Direction
Print the lines below exactly as they appear, from the line containing "Indicate the power" through the line containing "point(733, 253)", both included.

---------- Records for this task ----------

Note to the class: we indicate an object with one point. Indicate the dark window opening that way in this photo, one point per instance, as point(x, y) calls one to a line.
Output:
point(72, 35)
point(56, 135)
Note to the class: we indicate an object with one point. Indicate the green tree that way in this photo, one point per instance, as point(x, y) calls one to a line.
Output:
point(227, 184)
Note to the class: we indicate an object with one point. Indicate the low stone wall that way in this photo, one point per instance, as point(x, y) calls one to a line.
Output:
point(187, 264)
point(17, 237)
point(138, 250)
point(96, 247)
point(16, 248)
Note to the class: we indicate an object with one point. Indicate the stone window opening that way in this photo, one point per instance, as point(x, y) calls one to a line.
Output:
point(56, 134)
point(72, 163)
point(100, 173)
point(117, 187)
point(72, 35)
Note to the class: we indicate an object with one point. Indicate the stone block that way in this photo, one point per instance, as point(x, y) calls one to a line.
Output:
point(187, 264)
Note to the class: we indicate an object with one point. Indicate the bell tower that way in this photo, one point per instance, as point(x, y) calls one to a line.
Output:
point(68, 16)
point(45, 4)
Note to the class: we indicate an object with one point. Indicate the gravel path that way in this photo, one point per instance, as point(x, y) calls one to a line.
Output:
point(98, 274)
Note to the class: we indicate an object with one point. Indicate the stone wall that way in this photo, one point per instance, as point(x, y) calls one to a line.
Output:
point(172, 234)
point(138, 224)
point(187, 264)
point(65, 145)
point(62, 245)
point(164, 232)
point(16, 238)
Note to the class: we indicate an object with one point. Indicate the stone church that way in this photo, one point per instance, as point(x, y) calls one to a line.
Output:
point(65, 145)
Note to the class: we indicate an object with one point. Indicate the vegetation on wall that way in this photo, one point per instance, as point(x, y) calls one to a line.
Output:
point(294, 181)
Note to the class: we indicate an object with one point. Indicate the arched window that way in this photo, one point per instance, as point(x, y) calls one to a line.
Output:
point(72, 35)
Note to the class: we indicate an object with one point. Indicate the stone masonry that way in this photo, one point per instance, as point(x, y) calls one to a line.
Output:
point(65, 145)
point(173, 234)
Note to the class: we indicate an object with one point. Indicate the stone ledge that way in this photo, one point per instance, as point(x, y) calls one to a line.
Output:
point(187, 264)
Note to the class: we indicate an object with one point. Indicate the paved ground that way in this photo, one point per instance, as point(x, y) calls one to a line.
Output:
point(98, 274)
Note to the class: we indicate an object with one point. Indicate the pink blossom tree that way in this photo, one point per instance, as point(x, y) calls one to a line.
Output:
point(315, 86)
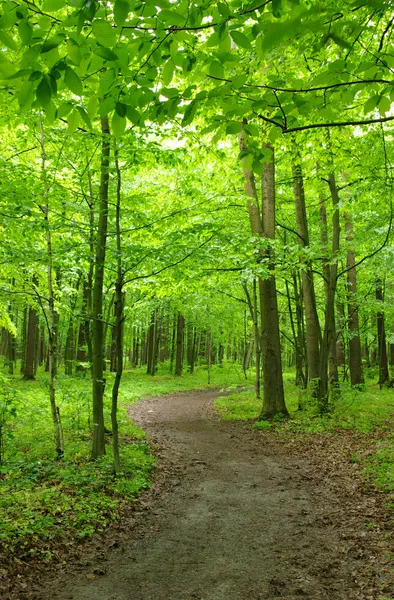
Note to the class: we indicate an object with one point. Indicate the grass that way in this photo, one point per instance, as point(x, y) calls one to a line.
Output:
point(42, 498)
point(365, 412)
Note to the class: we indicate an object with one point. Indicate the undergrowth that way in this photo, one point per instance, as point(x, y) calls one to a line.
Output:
point(364, 412)
point(42, 498)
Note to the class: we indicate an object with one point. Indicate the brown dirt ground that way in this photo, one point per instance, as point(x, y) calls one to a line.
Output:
point(236, 514)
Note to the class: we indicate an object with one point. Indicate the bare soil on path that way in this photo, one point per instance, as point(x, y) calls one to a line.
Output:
point(241, 515)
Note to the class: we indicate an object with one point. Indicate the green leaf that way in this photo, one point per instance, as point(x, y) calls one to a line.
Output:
point(167, 72)
point(85, 116)
point(74, 52)
point(118, 125)
point(25, 31)
point(64, 110)
point(252, 129)
point(52, 5)
point(73, 121)
point(274, 134)
point(52, 43)
point(121, 109)
point(189, 114)
point(234, 127)
point(104, 33)
point(171, 17)
point(44, 92)
point(238, 81)
point(223, 10)
point(19, 74)
point(216, 69)
point(105, 53)
point(26, 94)
point(121, 12)
point(213, 40)
point(8, 40)
point(257, 166)
point(241, 40)
point(276, 8)
point(73, 82)
point(92, 107)
point(371, 104)
point(384, 106)
point(133, 115)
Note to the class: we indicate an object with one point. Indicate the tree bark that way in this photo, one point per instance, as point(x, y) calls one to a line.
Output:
point(355, 361)
point(313, 331)
point(179, 345)
point(264, 227)
point(29, 351)
point(98, 447)
point(328, 366)
point(382, 346)
point(51, 321)
point(119, 319)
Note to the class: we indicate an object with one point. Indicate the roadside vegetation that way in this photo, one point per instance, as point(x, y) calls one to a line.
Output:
point(43, 498)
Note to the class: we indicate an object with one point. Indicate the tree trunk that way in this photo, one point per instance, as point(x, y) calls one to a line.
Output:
point(98, 447)
point(264, 226)
point(82, 355)
point(28, 365)
point(328, 364)
point(355, 361)
point(179, 345)
point(151, 344)
point(118, 327)
point(253, 310)
point(51, 322)
point(313, 331)
point(382, 346)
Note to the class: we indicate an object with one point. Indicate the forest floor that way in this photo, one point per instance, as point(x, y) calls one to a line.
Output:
point(235, 513)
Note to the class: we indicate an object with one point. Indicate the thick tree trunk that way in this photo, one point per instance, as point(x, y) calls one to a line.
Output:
point(173, 343)
point(253, 310)
point(313, 331)
point(355, 361)
point(52, 316)
point(98, 448)
point(151, 344)
point(28, 364)
point(119, 319)
point(82, 355)
point(382, 346)
point(274, 399)
point(179, 345)
point(264, 226)
point(328, 363)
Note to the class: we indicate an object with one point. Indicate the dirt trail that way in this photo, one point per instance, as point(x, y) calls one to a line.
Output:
point(244, 519)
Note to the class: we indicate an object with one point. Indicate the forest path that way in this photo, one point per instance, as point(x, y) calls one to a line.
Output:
point(243, 518)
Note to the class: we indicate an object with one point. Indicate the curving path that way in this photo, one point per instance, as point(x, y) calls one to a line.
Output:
point(244, 518)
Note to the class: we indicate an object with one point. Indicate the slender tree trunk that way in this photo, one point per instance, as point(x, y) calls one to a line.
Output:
point(31, 329)
point(82, 354)
point(98, 448)
point(274, 398)
point(119, 319)
point(151, 343)
point(313, 331)
point(355, 361)
point(51, 306)
point(253, 309)
point(173, 344)
point(264, 226)
point(382, 346)
point(179, 345)
point(328, 366)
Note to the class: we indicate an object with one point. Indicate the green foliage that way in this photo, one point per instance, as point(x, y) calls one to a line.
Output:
point(41, 497)
point(365, 412)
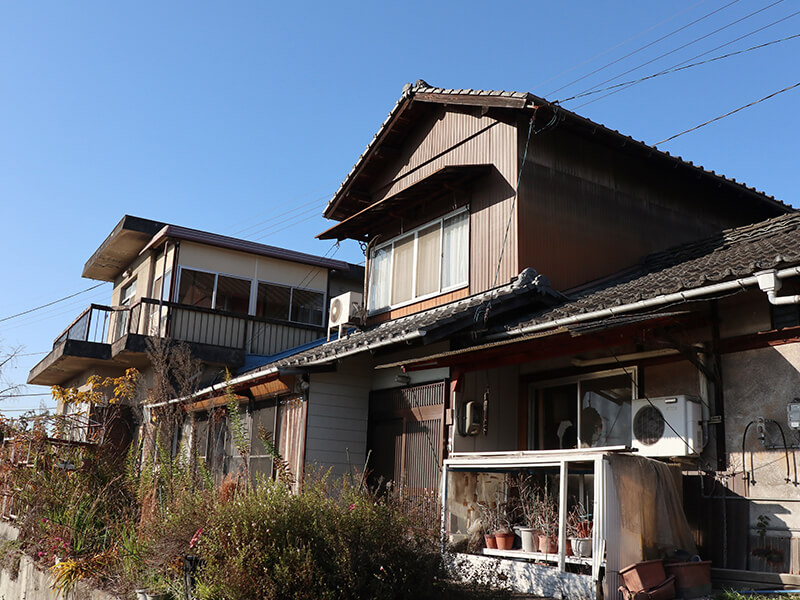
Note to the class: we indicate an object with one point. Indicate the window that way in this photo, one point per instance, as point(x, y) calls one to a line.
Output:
point(210, 290)
point(590, 411)
point(196, 288)
point(427, 261)
point(290, 304)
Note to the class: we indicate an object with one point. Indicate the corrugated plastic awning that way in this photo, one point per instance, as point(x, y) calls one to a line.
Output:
point(357, 227)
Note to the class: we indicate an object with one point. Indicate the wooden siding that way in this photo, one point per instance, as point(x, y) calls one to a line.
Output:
point(338, 404)
point(587, 210)
point(462, 137)
point(418, 306)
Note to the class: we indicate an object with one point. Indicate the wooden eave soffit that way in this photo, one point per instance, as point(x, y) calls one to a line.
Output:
point(279, 386)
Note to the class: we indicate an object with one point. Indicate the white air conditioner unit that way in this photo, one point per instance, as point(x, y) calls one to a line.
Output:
point(345, 309)
point(667, 426)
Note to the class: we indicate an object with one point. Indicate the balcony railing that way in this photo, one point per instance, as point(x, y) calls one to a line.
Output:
point(255, 335)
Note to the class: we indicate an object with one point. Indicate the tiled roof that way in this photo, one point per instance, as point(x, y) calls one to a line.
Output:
point(731, 254)
point(422, 87)
point(528, 285)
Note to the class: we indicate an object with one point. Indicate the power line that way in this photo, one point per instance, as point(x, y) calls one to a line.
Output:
point(25, 312)
point(273, 231)
point(684, 66)
point(728, 114)
point(290, 200)
point(316, 202)
point(686, 45)
point(643, 48)
point(630, 39)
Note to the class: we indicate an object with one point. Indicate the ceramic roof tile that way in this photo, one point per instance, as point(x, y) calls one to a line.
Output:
point(733, 253)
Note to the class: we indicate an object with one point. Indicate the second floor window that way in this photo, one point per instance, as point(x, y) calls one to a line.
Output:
point(290, 304)
point(210, 290)
point(422, 263)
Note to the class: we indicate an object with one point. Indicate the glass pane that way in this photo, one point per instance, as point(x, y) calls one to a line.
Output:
point(554, 417)
point(128, 292)
point(606, 411)
point(273, 301)
point(233, 294)
point(307, 306)
point(380, 267)
point(402, 270)
point(167, 285)
point(156, 291)
point(428, 253)
point(196, 288)
point(455, 251)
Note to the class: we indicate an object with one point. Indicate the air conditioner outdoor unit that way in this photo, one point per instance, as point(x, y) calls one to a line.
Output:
point(667, 426)
point(345, 309)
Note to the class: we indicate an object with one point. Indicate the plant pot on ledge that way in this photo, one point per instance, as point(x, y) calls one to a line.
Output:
point(505, 539)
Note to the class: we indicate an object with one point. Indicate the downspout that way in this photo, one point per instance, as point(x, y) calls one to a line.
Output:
point(173, 280)
point(770, 283)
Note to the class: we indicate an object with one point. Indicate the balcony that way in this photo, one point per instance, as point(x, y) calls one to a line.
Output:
point(116, 337)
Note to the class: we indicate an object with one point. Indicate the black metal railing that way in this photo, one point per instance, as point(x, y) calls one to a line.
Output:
point(155, 318)
point(90, 326)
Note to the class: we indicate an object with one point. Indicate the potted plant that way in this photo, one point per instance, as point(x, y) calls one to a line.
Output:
point(489, 523)
point(579, 530)
point(503, 535)
point(547, 524)
point(529, 498)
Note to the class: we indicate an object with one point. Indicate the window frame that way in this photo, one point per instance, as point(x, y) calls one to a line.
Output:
point(632, 372)
point(253, 300)
point(292, 288)
point(415, 232)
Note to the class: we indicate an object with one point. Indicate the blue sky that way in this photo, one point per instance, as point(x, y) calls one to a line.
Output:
point(242, 118)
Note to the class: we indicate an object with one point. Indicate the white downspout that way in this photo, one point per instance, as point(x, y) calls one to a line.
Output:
point(770, 283)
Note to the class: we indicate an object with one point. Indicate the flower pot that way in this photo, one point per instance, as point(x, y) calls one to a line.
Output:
point(528, 539)
point(692, 579)
point(643, 575)
point(581, 547)
point(548, 544)
point(505, 539)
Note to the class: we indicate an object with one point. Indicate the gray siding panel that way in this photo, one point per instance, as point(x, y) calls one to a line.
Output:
point(338, 408)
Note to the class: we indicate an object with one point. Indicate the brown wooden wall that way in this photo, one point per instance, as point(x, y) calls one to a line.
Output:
point(450, 136)
point(589, 209)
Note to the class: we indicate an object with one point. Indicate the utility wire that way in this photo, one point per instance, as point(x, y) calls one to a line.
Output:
point(728, 114)
point(679, 68)
point(630, 39)
point(644, 48)
point(686, 45)
point(682, 65)
point(289, 226)
point(316, 202)
point(25, 312)
point(287, 202)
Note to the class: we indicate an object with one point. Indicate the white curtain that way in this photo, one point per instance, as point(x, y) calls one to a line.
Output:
point(455, 251)
point(380, 268)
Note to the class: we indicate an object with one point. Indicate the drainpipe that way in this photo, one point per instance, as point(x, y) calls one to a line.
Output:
point(770, 284)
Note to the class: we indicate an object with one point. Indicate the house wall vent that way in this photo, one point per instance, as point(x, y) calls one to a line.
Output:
point(667, 426)
point(345, 309)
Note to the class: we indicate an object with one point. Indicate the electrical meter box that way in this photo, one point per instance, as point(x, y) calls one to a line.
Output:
point(793, 414)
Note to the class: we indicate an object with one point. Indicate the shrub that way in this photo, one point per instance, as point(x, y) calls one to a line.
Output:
point(333, 541)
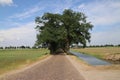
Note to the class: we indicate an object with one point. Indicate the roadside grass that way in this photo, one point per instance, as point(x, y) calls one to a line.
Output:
point(13, 59)
point(99, 52)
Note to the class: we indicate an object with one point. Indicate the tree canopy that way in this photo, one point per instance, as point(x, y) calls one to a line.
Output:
point(59, 31)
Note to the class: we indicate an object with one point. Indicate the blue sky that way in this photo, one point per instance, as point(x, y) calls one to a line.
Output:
point(17, 19)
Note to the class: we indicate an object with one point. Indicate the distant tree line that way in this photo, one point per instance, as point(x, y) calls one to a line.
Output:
point(23, 47)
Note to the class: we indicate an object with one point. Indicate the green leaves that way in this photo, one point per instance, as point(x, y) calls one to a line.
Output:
point(62, 30)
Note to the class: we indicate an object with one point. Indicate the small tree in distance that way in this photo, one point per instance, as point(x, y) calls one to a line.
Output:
point(59, 31)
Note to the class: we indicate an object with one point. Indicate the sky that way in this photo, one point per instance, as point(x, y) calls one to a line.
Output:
point(17, 19)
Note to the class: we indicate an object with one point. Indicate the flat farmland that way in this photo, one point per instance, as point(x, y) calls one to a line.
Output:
point(100, 52)
point(13, 59)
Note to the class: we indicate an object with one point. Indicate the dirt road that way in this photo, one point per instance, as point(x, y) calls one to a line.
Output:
point(58, 67)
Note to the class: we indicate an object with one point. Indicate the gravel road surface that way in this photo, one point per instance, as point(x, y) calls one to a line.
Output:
point(58, 67)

----------

Exercise output
Note to the class: we indicate an object with one point. Indicate the power line that way in this photo, one point per instance, as point(x, y) calls one to a line.
Output:
point(25, 312)
point(273, 231)
point(684, 66)
point(728, 114)
point(290, 200)
point(316, 202)
point(686, 45)
point(643, 48)
point(630, 39)
Note to the class: we indicate an object with one point. Indicate the ceramic roof tile that way in this photo, one point per instance, as point(x, y) calls one to a line.
Output:
point(733, 253)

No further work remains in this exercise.